_Compiti da svolgere_:
(A) Modifica il brano sul caso Alitalia partendo da "Da qui, il pericolo" e proseguendo fino a "in situazioni analoghe.", e riscrivilo mettendo "recessi" al posto di "licenziamenti".
(B) Rispondi alle domande seguenti in base al brano sul caso Alitalia.
(i) Quale termine, riportato tra virgolette, designa la lunga serie di cui il precedente potrebbe essere il primo?
(ii) In quale data è stato sottoscritto l'accordo citato a pag. 2, punto 5?
(iii) Quale lettera del comma 4-bis si applica alla fattispecie in esame?

_Brano di testo_:
┄┄┄┄┄┄

Da qui, il pericolo che il precedente de quo sia il primo di una lunga serie di “tuoni” che preannunciano impugnative di licenziamenti intimati da future procedure o il buon esito di quelle già proposte giudizialmente da lavoratori perdenti posto in situazioni analoghe.
Unica nota da mettere sin d'ora in evidenza e che dovrà guidare il ragionamento del lettore da qui in avanti, è che, nella fattispecie in esame, l'accordo raggiunto ai sensi dell'art. 47, comma 4-bis, da Alitalia CAI (in veste di cedente) con Alitalia SAI (in veste di cessionaria) e le OO.SS. non vede nella prima una procedura concorsuale, ma soltanto un'azienda versante in uno stato di difficoltà finanziaria che, pertanto, aveva fatto ricorso alla cassa integrazione guadagni straordinaria per “crisi aziendale” (v. pag. 2, punto 5, accordo del 26 novembre 2014). Di talché, come si può pianamente rinvenire dal testo del comma 4-bis di seguito riportato, ci troviamo nella fattispecie di cui alla lett. a) e non della b): “Nel caso in cui sia stato raggiunto un accordo circa il mantenimento, anche parziale, dell'occupazione, l'articolo 2112 del codice civile trova applicazione nei termini e con le limitazioni previste dall'accordo medesimo qualora il trasferimento riguardi aziende: a) delle quali sia stato accertato lo stato di crisi aziendale, ai sensi dell'articolo 2, quinto comma, lettera c), della legge 12 agosto 1977, n. 675; b) per le quali sia stata disposta l'amministrazione straordinaria, ai sensi del decreto legislativo 8 luglio 1999, n. 270, in caso di continuazione o di mancata cessazione dell'attività”.

┄┄┄┄┄┄

_Dati archiviati_:

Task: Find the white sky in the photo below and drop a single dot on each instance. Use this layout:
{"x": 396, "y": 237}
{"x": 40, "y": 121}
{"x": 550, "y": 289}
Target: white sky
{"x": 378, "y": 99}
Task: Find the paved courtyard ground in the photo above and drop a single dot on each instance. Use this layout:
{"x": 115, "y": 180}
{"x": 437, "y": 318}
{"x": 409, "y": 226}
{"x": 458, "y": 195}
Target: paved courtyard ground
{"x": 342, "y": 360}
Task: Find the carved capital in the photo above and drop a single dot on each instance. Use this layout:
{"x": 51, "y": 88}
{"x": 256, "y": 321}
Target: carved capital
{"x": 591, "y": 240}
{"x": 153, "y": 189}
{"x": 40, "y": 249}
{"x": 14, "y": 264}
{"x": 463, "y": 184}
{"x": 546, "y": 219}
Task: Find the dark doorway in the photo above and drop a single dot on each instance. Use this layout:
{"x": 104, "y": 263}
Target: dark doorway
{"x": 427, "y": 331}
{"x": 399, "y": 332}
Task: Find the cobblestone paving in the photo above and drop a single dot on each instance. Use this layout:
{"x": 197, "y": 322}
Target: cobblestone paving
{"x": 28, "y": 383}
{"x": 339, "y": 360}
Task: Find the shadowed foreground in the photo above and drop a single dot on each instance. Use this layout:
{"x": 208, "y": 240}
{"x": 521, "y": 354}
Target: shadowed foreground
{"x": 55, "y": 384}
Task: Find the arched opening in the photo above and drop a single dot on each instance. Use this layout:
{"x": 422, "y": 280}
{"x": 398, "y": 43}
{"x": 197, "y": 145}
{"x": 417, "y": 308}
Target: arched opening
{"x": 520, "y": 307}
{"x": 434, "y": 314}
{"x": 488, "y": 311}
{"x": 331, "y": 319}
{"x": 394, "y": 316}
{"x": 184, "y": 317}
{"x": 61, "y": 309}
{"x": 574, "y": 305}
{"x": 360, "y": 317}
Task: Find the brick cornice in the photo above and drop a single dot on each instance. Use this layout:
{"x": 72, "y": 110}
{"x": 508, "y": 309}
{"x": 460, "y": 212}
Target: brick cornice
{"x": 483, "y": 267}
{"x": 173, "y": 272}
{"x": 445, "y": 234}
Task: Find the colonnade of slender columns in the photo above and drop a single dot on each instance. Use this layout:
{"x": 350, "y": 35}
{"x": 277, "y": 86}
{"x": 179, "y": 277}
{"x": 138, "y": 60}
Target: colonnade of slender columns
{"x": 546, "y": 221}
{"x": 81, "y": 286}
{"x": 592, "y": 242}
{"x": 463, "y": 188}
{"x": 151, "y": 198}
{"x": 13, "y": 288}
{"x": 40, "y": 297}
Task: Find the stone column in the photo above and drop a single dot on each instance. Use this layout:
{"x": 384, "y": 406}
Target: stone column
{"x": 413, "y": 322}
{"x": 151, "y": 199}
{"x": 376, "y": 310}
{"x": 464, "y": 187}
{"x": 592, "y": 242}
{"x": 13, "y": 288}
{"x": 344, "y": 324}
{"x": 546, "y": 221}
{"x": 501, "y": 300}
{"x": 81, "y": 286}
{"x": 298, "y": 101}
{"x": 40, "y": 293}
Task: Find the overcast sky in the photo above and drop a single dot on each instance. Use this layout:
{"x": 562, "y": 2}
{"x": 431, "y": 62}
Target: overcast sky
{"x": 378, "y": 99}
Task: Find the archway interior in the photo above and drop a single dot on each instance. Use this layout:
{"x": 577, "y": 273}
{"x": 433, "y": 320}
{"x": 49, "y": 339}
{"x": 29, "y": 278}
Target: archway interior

┄┄┄┄┄┄

_Soluzioni degli esercizi_:
(A)
Da qui, il pericolo che il precedente de quo sia il primo di una lunga serie di “tuoni” che preannunciano impugnative di recessi intimati da future procedure o il buon esito di quelle già proposte giudizialmente da lavoratori perdenti posto in situazioni analoghe.

(B)
(i) "Tuoni".
(ii) Il 26 novembre 2014.
(iii) La lettera a).